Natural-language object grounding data
********************

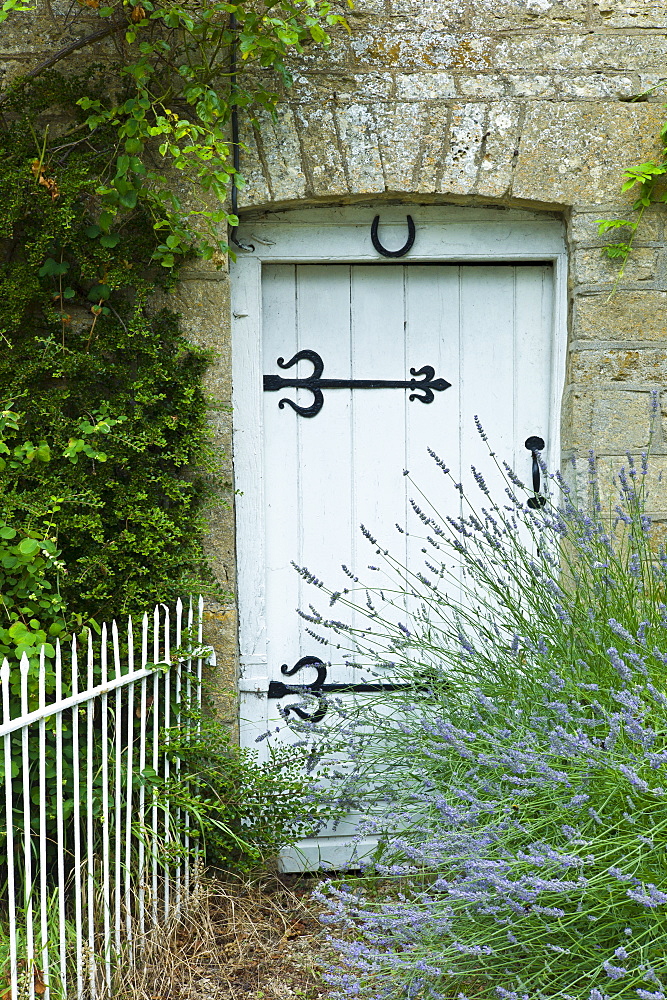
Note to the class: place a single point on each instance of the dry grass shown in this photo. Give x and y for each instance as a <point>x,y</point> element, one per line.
<point>259,939</point>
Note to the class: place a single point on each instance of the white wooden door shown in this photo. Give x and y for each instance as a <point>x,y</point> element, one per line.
<point>485,328</point>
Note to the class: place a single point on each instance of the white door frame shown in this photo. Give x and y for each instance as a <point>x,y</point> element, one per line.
<point>444,234</point>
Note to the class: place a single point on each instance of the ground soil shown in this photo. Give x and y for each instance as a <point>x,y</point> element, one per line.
<point>258,939</point>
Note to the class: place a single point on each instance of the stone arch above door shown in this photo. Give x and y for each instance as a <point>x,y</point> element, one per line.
<point>545,152</point>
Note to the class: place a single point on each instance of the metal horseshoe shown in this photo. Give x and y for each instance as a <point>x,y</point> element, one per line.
<point>392,253</point>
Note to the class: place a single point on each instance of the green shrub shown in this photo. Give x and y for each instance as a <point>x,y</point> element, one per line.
<point>83,345</point>
<point>244,810</point>
<point>518,780</point>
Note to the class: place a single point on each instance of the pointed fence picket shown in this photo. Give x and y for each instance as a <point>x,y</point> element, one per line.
<point>91,857</point>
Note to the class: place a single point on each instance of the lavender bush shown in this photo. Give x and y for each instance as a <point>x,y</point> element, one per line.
<point>522,764</point>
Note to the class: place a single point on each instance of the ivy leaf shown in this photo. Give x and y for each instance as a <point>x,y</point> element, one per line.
<point>52,268</point>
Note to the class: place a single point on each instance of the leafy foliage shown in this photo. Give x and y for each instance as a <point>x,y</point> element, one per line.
<point>103,381</point>
<point>170,111</point>
<point>648,176</point>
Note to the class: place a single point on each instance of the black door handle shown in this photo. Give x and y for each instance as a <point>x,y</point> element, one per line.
<point>535,445</point>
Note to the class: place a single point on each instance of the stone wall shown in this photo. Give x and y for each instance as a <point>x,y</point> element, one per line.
<point>525,103</point>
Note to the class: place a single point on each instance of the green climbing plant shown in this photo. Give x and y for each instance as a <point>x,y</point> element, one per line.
<point>647,177</point>
<point>184,68</point>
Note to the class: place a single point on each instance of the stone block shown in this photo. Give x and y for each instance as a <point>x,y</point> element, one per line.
<point>630,13</point>
<point>406,50</point>
<point>652,484</point>
<point>322,157</point>
<point>595,86</point>
<point>425,86</point>
<point>482,85</point>
<point>462,159</point>
<point>580,52</point>
<point>282,154</point>
<point>522,14</point>
<point>592,266</point>
<point>256,189</point>
<point>530,85</point>
<point>583,228</point>
<point>220,631</point>
<point>575,153</point>
<point>441,14</point>
<point>615,421</point>
<point>360,149</point>
<point>629,315</point>
<point>502,134</point>
<point>341,87</point>
<point>399,129</point>
<point>434,142</point>
<point>641,367</point>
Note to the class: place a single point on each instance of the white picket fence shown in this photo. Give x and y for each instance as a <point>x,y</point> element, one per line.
<point>90,869</point>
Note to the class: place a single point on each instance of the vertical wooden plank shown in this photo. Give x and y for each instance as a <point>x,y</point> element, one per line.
<point>27,831</point>
<point>60,824</point>
<point>76,823</point>
<point>488,361</point>
<point>282,472</point>
<point>43,866</point>
<point>533,360</point>
<point>9,820</point>
<point>433,337</point>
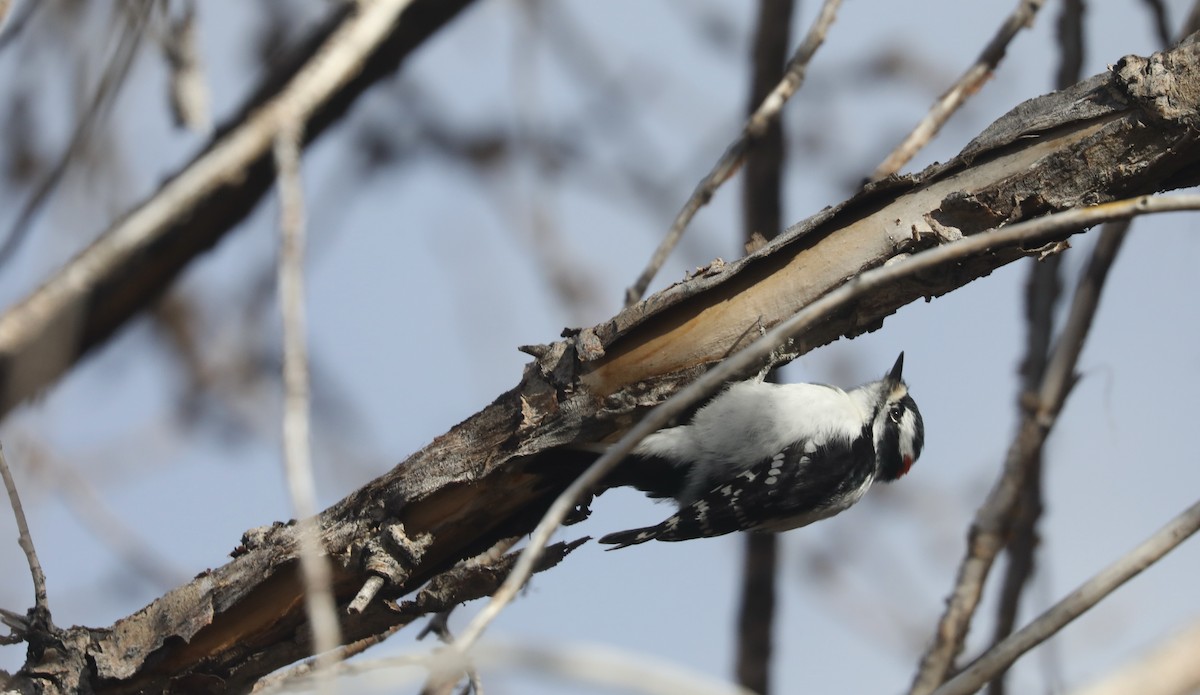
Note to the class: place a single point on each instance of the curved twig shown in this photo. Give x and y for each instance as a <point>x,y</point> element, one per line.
<point>759,352</point>
<point>993,522</point>
<point>731,160</point>
<point>41,604</point>
<point>1075,604</point>
<point>960,91</point>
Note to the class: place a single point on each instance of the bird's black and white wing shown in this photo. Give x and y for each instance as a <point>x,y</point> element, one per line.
<point>802,484</point>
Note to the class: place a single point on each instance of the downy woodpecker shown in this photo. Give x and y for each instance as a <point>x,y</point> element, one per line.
<point>763,456</point>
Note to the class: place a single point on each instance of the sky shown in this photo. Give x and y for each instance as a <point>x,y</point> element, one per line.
<point>425,277</point>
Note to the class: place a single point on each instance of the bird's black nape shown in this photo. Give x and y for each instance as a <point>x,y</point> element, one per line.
<point>894,376</point>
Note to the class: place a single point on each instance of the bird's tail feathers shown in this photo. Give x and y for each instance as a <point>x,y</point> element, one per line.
<point>628,538</point>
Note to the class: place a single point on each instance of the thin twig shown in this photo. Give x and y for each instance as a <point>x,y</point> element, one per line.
<point>1162,24</point>
<point>1075,604</point>
<point>751,358</point>
<point>761,214</point>
<point>297,453</point>
<point>41,604</point>
<point>114,78</point>
<point>954,97</point>
<point>604,666</point>
<point>53,327</point>
<point>994,519</point>
<point>731,160</point>
<point>1042,298</point>
<point>299,672</point>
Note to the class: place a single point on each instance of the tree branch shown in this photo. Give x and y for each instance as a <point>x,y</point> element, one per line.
<point>496,474</point>
<point>1075,604</point>
<point>725,167</point>
<point>966,85</point>
<point>131,263</point>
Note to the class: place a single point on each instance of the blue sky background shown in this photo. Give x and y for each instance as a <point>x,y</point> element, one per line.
<point>427,275</point>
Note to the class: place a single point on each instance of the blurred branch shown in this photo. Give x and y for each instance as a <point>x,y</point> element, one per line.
<point>111,83</point>
<point>603,666</point>
<point>501,471</point>
<point>994,520</point>
<point>13,28</point>
<point>1042,297</point>
<point>1074,604</point>
<point>761,221</point>
<point>315,567</point>
<point>131,549</point>
<point>131,263</point>
<point>1169,667</point>
<point>960,91</point>
<point>761,351</point>
<point>767,112</point>
<point>1162,24</point>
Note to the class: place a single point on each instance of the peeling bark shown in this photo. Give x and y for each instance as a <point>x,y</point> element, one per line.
<point>1117,135</point>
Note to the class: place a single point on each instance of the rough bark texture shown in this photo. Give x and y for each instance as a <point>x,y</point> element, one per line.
<point>1121,133</point>
<point>100,291</point>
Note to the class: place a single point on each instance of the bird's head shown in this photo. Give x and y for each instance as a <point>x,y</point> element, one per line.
<point>899,430</point>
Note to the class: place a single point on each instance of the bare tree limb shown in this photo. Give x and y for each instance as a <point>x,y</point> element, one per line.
<point>760,353</point>
<point>601,666</point>
<point>730,161</point>
<point>966,85</point>
<point>497,473</point>
<point>761,215</point>
<point>994,520</point>
<point>102,100</point>
<point>1042,297</point>
<point>315,567</point>
<point>1075,604</point>
<point>131,263</point>
<point>41,611</point>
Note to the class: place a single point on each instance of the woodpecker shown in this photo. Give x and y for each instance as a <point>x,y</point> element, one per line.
<point>763,456</point>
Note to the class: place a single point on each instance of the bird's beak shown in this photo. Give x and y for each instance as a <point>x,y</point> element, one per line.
<point>894,375</point>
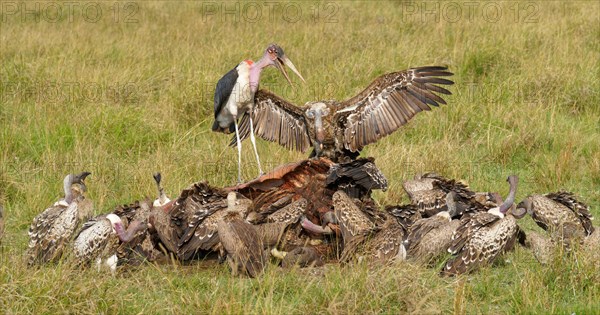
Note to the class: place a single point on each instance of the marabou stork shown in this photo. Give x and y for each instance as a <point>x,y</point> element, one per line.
<point>483,236</point>
<point>234,95</point>
<point>562,214</point>
<point>1,223</point>
<point>53,229</point>
<point>339,130</point>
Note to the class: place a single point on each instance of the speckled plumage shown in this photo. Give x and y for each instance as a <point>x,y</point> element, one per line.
<point>303,256</point>
<point>245,253</point>
<point>53,229</point>
<point>96,241</point>
<point>428,193</point>
<point>201,232</point>
<point>562,214</point>
<point>479,240</point>
<point>352,220</point>
<point>429,238</point>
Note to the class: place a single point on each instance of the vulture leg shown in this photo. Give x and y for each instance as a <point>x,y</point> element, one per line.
<point>239,143</point>
<point>253,140</point>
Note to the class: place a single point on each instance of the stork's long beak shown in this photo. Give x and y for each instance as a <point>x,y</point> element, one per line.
<point>311,227</point>
<point>80,179</point>
<point>283,60</point>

********************

The problem
The records above are to be transcribed word for word. Skip the images.

Finished exercise
Note to the class: place a single point on each instance of the dry grass shown in this photo. Give x and y for each instance as a <point>x,y</point> element, one per line.
<point>259,939</point>
Note to the class: place a single point on each instance of the white wooden door shown in this photo. Give x and y for each instance as a <point>x,y</point> element, one per line.
<point>485,328</point>
Note to the class: place a single point on each instance of the white door frame shown in this photo. Give x and y for each instance as a <point>x,y</point> element, one per line.
<point>444,234</point>
Note to the class: place a single point on each instance of the ground soil shown in this photo. Give x and y for each instance as a <point>x,y</point> element, one per line.
<point>258,939</point>
Note to the class: place a single point on each instance of the stone arch above door shown in this photo. Give x and y for each instance as a <point>x,y</point> element, one per line.
<point>545,152</point>
Note to the class: place a single point on each instance of the metal horseshoe shown in this photo. Give x and y for each instance as a <point>x,y</point> element, one per line.
<point>392,253</point>
Note to the class: place a single point on each instance of the green shrub shown in this photo. Give x and y for each instance as a <point>x,y</point> element, one per line.
<point>83,345</point>
<point>244,810</point>
<point>518,780</point>
Note to the class: place a single point on each instance of the pointed fence picket shown in this photo. Give x and y for each instance as a <point>x,y</point> element, one per line.
<point>91,857</point>
Note to the class: place a single point on each instance of the lavender bush shown in this photo. Give x and y for each instance as a <point>x,y</point> element, one per line.
<point>522,764</point>
Note to the class: place a single point on each instance of the ivy leaf shown in this photo. Give x and y for each instance as a <point>x,y</point> element, one per line.
<point>52,268</point>
Note to the class: place a single point on each instance of the leafy foliage shown in this photo. Give x and y for each instance as a <point>x,y</point> element, one per line.
<point>103,381</point>
<point>170,111</point>
<point>648,176</point>
Note to the class: place a single point on each instance of the black door handle shown in this photo. Give x and y for each instance as a <point>x,y</point> element, one per line.
<point>535,445</point>
Note to the class: place a single point on each instance of the stone wall shown in this photo. Give x and y for each instance as a <point>x,y</point> element, one per line.
<point>525,103</point>
Note to the class: place a single point on each instance of the green climbing plant shown in this photo. Give x and y for each instance as a <point>x,y</point> element, one per line.
<point>647,177</point>
<point>184,68</point>
Note to the class: place a single point on each instance of the stone block shown in this photo. Give x and y for each instance as a <point>x,y</point> element, one per line.
<point>630,13</point>
<point>406,50</point>
<point>652,484</point>
<point>322,157</point>
<point>595,86</point>
<point>425,86</point>
<point>482,85</point>
<point>462,159</point>
<point>580,52</point>
<point>282,154</point>
<point>522,14</point>
<point>592,266</point>
<point>256,189</point>
<point>530,85</point>
<point>583,228</point>
<point>220,631</point>
<point>575,153</point>
<point>441,14</point>
<point>615,421</point>
<point>360,149</point>
<point>629,315</point>
<point>502,134</point>
<point>341,87</point>
<point>399,129</point>
<point>434,142</point>
<point>641,367</point>
Note to the class: place a single point on each instance of the white picket fence shown in this photo. Give x and y for each instance as a <point>x,y</point> element, one per line.
<point>90,869</point>
Note to the class: place a single point on each instance of the vertical wooden plank shown in this photo. Give x and y for each instance as a <point>x,y</point> element, one per line.
<point>27,831</point>
<point>60,824</point>
<point>76,823</point>
<point>488,361</point>
<point>282,472</point>
<point>43,866</point>
<point>533,360</point>
<point>9,820</point>
<point>433,337</point>
Note to the class: place a single point on each instance of the curved twig shown in this photo. Give x and y for each instance as a <point>x,y</point> element, one per line.
<point>759,352</point>
<point>993,522</point>
<point>731,160</point>
<point>41,604</point>
<point>1075,604</point>
<point>960,91</point>
Note to the class: place a single point on each instance of the bird's black and white wing shown in this photo. Give x and y for each instance as a <point>x,y</point> element, one per line.
<point>802,484</point>
Note to the class: place a single point on each instance of the downy woodpecker shown in this photo. Give x and y for each instance as a <point>x,y</point> element, one per line.
<point>763,456</point>
Note to the class: place a single point on each instance of the sky shown in this photo. Give x and y for each instance as a <point>x,y</point> element, one per line.
<point>425,277</point>
Note to the class: place a single point on each instance of the bird's black nape shown in this photo. Give x and y for each instance as a <point>x,y</point> element, one per line.
<point>894,376</point>
Note to the class: place a single point on each instance of the bird's tail feathers shown in this photo. Give x and y for each instance as a <point>x,y</point> element, one per line.
<point>628,538</point>
Note to the class: place a single point on each instance of the thin twig shown in this photo. Give x and y for each instance as a <point>x,y</point> element, one per line.
<point>1162,24</point>
<point>1075,604</point>
<point>751,358</point>
<point>761,214</point>
<point>297,453</point>
<point>41,604</point>
<point>114,78</point>
<point>954,97</point>
<point>604,666</point>
<point>53,327</point>
<point>994,519</point>
<point>731,160</point>
<point>1042,298</point>
<point>299,672</point>
Note to the class: place a single point on each instance of the tree branch shown in this photo. Give x and y for each instance as a <point>x,y</point> element, one per line.
<point>496,474</point>
<point>1075,604</point>
<point>725,167</point>
<point>966,85</point>
<point>131,263</point>
Note to the class: place a single point on each instance of the blue sky background shown in this photo. Give x and y for each instance as a <point>x,y</point> element, one per line.
<point>427,275</point>
Note to the class: place a single point on each instance of the blurred branch shown in this photo. Give x and y for each instance as a <point>x,y</point> element, one per line.
<point>111,83</point>
<point>603,666</point>
<point>501,471</point>
<point>994,520</point>
<point>13,28</point>
<point>1042,297</point>
<point>1074,604</point>
<point>761,221</point>
<point>315,567</point>
<point>131,549</point>
<point>131,263</point>
<point>1169,667</point>
<point>960,91</point>
<point>761,351</point>
<point>767,112</point>
<point>1162,24</point>
Note to the class: place a single point on each instance of the peeling bark shown in this photo. Give x and y for each instance as a <point>x,y</point> element, one per line.
<point>1117,135</point>
Note to the class: place a single point on each instance of the rough bark texture shown in this photo. Give x and y for each instance as a <point>x,y</point> element, one per line.
<point>1121,133</point>
<point>100,291</point>
Note to the class: place a single point on each instance of the bird's head shown in this photo. Give x and y for each instance as a <point>x,y</point> element, one per line.
<point>899,430</point>
Note to the class: place a single point on each instance of the bare tree limb shown in this photo. Give x and y for each instance as a <point>x,y</point> element, one per line.
<point>760,353</point>
<point>601,666</point>
<point>730,161</point>
<point>966,85</point>
<point>497,473</point>
<point>761,215</point>
<point>994,520</point>
<point>102,100</point>
<point>1042,297</point>
<point>315,567</point>
<point>1075,604</point>
<point>131,263</point>
<point>41,611</point>
Note to the class: place a single point on each instance of the woodpecker shown in this photo. Give x and y for each instance as a <point>x,y</point> element, one per line.
<point>763,456</point>
Note to the class: place a single point on each instance of the bird's beak shown in this photo. Give x and y for each instance as a <point>x,y</point> element, one per line.
<point>894,375</point>
Note to the class: place a single point on each instance of the marabou stork shown in this photo. Give x and y for each instance as a <point>x,y</point> element, one per line.
<point>483,236</point>
<point>234,95</point>
<point>562,214</point>
<point>1,223</point>
<point>53,229</point>
<point>339,130</point>
Note to the class: place a single point on each instance of the speckled plumage shown in this photo. Give x and y for each instance as a <point>x,y</point> element, one per line.
<point>303,256</point>
<point>245,253</point>
<point>53,229</point>
<point>96,241</point>
<point>428,193</point>
<point>201,232</point>
<point>562,214</point>
<point>479,240</point>
<point>352,220</point>
<point>429,238</point>
Note to the class: place a single point on each instance of the vulture leg shown in this photo. Give x and y for each instance as a <point>x,y</point> element, one per line.
<point>239,143</point>
<point>253,140</point>
Note to the class: place a single point on each instance of the stork's long beak shown in this photo. Give x and y for each instance as a <point>x,y</point> element, one per line.
<point>311,227</point>
<point>80,179</point>
<point>283,60</point>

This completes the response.